··· Supplied material
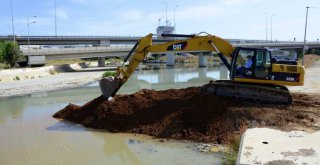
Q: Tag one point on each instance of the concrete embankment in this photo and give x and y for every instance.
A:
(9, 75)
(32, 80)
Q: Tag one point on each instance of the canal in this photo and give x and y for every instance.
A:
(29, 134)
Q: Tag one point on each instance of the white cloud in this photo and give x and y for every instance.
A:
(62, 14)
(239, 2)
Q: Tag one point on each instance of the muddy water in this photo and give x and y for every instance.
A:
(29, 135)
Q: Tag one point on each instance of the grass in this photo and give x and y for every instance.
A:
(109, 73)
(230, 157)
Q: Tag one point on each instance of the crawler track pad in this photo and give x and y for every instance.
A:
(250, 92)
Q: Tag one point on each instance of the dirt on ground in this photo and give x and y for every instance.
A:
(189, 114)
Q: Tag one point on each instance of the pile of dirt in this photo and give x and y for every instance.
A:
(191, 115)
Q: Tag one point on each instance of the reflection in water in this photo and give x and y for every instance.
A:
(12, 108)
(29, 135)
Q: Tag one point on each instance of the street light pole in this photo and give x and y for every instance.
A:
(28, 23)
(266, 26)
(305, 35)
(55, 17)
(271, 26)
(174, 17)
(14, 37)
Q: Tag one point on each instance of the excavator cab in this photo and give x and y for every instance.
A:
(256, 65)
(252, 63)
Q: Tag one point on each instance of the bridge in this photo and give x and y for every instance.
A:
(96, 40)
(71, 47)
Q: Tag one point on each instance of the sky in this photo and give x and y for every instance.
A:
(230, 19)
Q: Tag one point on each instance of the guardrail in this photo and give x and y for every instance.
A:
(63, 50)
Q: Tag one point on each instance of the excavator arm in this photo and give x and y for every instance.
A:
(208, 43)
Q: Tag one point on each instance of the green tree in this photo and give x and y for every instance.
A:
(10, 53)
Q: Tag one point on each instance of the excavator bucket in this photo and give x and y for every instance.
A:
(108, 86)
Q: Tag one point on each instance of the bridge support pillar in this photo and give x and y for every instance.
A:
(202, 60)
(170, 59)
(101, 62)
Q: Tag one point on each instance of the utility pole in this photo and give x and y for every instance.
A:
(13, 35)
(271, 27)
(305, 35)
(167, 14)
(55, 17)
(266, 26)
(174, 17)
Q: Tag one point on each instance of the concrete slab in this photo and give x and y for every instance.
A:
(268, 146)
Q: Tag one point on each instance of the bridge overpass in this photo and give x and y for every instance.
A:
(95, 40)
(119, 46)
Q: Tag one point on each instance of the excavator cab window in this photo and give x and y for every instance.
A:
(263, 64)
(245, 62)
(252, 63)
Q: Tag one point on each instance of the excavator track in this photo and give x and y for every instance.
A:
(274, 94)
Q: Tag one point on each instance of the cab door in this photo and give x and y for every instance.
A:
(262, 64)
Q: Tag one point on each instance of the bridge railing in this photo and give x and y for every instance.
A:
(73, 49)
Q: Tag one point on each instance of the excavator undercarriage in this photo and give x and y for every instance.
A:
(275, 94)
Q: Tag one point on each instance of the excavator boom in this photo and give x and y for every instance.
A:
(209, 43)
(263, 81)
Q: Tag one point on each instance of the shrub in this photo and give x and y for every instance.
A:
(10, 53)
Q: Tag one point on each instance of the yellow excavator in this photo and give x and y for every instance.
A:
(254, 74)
······
··· Supplied material
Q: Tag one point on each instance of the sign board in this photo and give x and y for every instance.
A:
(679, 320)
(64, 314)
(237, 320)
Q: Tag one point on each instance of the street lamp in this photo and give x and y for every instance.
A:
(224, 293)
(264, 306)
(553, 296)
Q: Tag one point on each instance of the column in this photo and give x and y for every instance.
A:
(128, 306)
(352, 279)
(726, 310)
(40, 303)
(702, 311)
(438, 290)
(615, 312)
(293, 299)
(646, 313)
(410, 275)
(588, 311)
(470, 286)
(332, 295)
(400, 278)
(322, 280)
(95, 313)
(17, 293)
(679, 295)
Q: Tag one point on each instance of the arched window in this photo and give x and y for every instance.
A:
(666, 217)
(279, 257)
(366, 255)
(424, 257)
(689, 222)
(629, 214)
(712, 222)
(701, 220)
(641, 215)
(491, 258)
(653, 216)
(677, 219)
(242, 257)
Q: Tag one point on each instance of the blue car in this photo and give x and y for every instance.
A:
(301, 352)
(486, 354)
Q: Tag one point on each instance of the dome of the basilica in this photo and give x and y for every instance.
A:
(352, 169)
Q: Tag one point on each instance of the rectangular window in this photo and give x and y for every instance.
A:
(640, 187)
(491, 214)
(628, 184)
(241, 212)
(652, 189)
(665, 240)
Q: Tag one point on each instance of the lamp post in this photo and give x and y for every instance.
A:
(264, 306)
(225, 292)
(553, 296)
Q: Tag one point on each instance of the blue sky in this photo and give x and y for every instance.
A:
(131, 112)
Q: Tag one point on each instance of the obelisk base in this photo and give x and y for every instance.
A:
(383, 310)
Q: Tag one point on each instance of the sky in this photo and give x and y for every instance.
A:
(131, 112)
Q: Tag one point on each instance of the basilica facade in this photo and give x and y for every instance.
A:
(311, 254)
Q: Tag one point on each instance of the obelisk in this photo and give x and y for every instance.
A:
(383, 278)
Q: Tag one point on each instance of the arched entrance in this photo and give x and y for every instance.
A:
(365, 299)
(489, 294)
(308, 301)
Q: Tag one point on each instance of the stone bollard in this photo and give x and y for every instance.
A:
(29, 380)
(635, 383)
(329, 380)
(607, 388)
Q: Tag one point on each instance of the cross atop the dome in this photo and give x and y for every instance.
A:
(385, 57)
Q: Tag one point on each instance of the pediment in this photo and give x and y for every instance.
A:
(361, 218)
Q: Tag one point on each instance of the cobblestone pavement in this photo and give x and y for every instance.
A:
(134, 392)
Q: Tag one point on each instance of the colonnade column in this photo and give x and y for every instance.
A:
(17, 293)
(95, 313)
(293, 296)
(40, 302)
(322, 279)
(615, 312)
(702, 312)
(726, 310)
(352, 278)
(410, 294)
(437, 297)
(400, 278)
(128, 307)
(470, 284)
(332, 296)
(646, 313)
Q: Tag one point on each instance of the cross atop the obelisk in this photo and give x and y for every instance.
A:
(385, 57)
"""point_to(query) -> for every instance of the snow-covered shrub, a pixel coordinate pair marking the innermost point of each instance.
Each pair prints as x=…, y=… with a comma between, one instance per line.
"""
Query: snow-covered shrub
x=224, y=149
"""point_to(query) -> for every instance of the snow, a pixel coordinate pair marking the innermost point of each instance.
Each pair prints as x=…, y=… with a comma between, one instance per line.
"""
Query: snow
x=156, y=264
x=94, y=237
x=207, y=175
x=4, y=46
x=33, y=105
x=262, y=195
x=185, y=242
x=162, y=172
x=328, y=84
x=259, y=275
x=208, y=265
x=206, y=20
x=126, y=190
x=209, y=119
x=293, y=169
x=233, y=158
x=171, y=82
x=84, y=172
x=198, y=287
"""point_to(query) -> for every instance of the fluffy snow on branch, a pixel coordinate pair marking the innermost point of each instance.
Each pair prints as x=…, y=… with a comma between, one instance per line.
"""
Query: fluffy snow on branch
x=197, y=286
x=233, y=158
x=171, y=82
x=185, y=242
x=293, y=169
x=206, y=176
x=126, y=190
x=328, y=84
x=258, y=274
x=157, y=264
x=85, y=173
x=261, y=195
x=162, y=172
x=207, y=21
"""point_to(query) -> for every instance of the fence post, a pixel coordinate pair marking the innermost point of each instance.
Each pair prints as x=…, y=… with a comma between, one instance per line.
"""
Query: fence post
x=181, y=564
······
··· Supplied material
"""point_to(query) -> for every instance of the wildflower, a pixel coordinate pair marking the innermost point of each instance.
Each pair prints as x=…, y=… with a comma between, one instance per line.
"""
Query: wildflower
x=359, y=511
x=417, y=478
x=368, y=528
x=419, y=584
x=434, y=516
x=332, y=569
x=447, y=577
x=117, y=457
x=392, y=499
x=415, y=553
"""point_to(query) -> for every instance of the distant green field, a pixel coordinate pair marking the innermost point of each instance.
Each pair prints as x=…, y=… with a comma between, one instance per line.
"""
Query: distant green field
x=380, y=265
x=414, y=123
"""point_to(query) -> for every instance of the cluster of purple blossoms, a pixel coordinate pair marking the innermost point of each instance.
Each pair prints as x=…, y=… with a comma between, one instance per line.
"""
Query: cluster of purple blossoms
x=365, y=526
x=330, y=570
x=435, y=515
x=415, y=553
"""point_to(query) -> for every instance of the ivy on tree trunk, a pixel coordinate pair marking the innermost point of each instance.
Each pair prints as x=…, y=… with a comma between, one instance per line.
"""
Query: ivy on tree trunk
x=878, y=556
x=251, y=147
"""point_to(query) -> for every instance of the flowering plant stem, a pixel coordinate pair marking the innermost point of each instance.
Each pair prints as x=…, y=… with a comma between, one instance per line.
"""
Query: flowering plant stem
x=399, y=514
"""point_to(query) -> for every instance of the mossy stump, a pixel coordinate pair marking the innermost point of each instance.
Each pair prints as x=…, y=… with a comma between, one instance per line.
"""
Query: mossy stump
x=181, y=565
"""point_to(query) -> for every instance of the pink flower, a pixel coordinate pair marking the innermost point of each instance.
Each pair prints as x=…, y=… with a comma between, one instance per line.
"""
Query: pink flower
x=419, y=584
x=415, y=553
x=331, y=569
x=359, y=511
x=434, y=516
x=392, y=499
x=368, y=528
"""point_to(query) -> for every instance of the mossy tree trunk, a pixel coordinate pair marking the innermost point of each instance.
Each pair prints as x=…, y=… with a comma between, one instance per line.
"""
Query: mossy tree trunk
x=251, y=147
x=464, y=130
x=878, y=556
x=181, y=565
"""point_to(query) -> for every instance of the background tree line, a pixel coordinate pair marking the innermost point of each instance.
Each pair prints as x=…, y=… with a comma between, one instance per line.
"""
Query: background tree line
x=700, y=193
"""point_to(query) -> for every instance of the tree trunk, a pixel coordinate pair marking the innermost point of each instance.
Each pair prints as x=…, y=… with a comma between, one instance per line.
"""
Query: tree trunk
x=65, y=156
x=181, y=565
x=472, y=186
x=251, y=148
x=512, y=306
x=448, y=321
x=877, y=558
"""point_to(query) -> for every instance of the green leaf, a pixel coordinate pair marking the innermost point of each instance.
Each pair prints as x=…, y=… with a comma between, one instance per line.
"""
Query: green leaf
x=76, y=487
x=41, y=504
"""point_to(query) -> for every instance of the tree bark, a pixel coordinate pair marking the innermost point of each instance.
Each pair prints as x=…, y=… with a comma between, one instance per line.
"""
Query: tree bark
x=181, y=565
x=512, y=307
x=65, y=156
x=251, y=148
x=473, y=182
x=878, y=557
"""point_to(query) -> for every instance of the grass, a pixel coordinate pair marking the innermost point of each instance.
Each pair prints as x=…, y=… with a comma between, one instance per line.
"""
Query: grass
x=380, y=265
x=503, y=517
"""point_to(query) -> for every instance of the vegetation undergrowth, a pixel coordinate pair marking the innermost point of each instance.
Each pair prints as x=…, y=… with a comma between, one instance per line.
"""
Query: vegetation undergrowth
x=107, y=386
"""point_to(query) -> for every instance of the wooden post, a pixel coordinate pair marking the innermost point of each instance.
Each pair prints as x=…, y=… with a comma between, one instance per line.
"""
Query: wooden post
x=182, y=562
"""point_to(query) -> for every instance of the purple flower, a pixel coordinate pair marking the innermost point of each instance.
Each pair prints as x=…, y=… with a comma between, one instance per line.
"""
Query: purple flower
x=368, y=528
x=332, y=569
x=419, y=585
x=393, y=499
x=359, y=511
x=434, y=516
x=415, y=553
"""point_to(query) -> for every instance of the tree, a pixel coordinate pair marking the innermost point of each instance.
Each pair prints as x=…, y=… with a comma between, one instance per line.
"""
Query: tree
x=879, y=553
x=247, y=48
······
Work required
Search the entries above for the word "water", and copy every line where it occurs.

Task response
Q: Tag one point on each instance of the muddy water in this photo and give x and y for every instance.
Q: Tag one point on each instance of the reflection in water in this photo and give x and y for every instance.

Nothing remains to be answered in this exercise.